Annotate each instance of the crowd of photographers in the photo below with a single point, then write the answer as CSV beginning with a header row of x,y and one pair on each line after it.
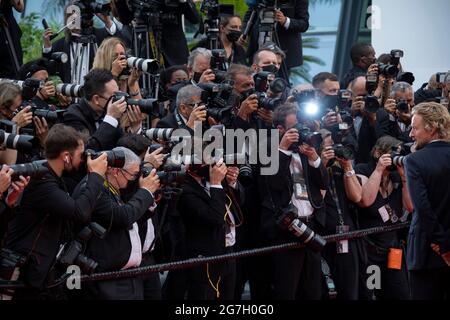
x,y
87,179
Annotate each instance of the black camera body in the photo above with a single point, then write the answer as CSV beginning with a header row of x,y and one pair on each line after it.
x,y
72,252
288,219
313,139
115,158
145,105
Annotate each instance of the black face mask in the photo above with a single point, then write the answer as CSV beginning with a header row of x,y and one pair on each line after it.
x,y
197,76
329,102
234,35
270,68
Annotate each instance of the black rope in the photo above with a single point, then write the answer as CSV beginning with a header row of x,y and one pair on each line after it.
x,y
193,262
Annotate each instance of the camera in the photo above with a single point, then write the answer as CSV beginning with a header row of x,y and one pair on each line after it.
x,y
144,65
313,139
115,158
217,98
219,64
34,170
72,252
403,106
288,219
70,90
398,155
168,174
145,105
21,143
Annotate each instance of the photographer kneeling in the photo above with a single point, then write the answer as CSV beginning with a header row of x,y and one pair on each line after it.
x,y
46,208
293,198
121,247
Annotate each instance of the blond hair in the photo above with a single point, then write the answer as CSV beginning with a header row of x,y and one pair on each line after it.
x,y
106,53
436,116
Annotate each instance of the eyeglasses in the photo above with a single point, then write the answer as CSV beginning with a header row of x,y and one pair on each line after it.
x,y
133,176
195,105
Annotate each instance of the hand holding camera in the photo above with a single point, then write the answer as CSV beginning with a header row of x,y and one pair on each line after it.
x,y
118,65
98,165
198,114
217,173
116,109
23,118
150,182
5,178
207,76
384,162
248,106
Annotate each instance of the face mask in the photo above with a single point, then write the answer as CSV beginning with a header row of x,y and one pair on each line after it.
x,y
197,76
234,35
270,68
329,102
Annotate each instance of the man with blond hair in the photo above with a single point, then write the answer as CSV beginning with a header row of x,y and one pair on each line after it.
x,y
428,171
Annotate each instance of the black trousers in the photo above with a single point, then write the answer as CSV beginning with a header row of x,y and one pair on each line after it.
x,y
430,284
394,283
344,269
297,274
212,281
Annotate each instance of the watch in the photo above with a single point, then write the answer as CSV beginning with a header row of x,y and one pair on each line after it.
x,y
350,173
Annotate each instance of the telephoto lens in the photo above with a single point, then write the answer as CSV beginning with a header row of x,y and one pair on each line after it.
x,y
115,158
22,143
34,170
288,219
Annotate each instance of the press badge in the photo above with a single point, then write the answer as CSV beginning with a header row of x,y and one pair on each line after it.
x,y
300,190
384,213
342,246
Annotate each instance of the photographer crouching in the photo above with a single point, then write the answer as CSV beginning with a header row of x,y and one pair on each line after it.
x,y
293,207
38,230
* * *
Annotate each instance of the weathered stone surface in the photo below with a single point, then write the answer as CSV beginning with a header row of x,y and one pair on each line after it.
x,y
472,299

WHAT YOU ARE ASKED TO DO: Gather every line from the rows above that contains the word "mask".

ANSWER TO THE PROBLEM:
Annotate each instance of the black face mask in the photo above with a single point, then write the answer as CSV beginning with a header row of x,y and one pair on each line after it.
Annotate each instance of the face mask in the photo above with a single point, then write the answer as CSV beginning with a header row of x,y and one pair on each line after it.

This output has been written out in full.